* Entries provided:
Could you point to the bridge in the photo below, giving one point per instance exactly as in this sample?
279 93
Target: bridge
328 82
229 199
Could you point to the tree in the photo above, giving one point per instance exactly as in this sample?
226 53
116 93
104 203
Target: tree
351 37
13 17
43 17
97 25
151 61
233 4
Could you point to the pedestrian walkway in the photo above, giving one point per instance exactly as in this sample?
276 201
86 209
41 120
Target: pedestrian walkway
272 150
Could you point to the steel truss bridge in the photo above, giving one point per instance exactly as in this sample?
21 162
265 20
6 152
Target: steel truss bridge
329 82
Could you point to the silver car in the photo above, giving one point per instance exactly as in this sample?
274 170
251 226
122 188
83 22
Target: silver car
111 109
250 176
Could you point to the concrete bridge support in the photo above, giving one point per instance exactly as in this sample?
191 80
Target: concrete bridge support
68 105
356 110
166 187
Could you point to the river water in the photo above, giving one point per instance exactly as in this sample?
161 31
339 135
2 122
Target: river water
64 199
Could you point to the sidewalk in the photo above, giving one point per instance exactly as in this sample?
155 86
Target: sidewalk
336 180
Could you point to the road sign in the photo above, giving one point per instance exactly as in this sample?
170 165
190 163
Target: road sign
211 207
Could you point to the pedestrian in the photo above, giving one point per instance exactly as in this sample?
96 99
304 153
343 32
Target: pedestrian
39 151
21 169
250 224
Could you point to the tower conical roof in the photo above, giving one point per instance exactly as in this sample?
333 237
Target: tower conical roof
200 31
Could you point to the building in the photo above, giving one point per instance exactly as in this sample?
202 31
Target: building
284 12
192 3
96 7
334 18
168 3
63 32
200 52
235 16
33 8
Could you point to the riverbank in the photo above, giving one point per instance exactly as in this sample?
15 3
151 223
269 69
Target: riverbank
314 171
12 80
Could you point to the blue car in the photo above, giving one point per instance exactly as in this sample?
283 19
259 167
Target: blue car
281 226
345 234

* Short problem:
Please resize the material by rewriting every line from the one containing "Could you point to the building" through the end of the material, requests included, with each answer coordinate multiplied by 0.7 and rounded to a whole number, halves up. Leave the numbers in the requests and their sample points unchanged.

* Answer in full:
Could you point to the building in the photo above, giving one point per instance exactly as in this sample?
202 31
Target: building
199 8
134 2
67 5
234 13
118 2
44 22
140 36
165 11
23 6
Could you point to the riverbank in the photo above, giving one point per instance exactly as in this sample?
15 3
151 223
269 69
Target: riverbank
220 120
8 56
Could you point to the blue car in the photo above, giving one point per instance exactly as in this sample?
283 19
259 167
Target: blue car
197 158
242 164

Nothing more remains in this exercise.